/---
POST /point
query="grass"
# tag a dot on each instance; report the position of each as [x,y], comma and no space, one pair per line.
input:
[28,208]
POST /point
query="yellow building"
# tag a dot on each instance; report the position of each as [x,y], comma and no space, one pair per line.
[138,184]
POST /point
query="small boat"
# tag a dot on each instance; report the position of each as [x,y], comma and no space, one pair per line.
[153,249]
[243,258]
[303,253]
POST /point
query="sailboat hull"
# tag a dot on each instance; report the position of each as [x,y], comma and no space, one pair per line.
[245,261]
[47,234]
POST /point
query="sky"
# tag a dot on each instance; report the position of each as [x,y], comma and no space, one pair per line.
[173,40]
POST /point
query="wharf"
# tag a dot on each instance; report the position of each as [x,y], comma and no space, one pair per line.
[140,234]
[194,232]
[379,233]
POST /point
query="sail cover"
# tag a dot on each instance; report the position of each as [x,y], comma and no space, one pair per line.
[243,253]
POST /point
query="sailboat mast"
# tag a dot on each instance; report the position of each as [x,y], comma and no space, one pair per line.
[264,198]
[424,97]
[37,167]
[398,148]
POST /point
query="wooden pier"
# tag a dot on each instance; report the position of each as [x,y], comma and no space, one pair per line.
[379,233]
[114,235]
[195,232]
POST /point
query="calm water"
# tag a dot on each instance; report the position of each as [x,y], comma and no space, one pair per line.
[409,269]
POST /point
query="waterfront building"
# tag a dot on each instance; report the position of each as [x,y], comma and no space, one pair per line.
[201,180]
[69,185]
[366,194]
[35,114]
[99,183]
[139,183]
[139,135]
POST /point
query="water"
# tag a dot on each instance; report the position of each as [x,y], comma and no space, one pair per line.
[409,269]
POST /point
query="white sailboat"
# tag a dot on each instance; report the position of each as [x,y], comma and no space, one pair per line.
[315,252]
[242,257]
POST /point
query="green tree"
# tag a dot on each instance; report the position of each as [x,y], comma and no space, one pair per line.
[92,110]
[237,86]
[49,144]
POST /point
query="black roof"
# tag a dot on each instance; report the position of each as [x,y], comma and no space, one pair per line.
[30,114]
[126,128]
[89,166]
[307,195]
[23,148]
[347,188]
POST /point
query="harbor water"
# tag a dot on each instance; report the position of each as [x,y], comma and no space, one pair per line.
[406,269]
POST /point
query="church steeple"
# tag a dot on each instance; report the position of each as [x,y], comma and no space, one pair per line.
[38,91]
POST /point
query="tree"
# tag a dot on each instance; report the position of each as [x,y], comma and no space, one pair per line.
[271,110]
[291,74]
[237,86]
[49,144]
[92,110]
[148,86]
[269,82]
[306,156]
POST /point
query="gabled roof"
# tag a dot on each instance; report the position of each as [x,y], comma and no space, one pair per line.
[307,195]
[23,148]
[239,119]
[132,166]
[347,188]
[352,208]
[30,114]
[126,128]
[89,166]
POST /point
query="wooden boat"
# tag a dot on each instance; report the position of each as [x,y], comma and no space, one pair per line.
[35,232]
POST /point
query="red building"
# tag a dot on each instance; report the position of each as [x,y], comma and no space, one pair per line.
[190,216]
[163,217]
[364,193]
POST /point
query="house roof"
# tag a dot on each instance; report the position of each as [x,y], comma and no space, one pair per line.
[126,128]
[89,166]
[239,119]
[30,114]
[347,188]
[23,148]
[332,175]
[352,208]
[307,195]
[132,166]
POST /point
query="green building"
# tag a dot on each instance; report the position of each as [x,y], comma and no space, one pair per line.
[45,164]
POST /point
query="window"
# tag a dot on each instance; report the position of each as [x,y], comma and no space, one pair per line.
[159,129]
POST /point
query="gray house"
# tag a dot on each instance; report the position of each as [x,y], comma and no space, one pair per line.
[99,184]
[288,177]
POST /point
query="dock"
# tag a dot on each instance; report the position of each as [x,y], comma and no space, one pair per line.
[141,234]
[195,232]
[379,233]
\---
* Task objective:
Among the lines of the listing above, which ones hold "wooden"? Copy them.

* Solution to the problem:
query="wooden pier"
query="wooden boat"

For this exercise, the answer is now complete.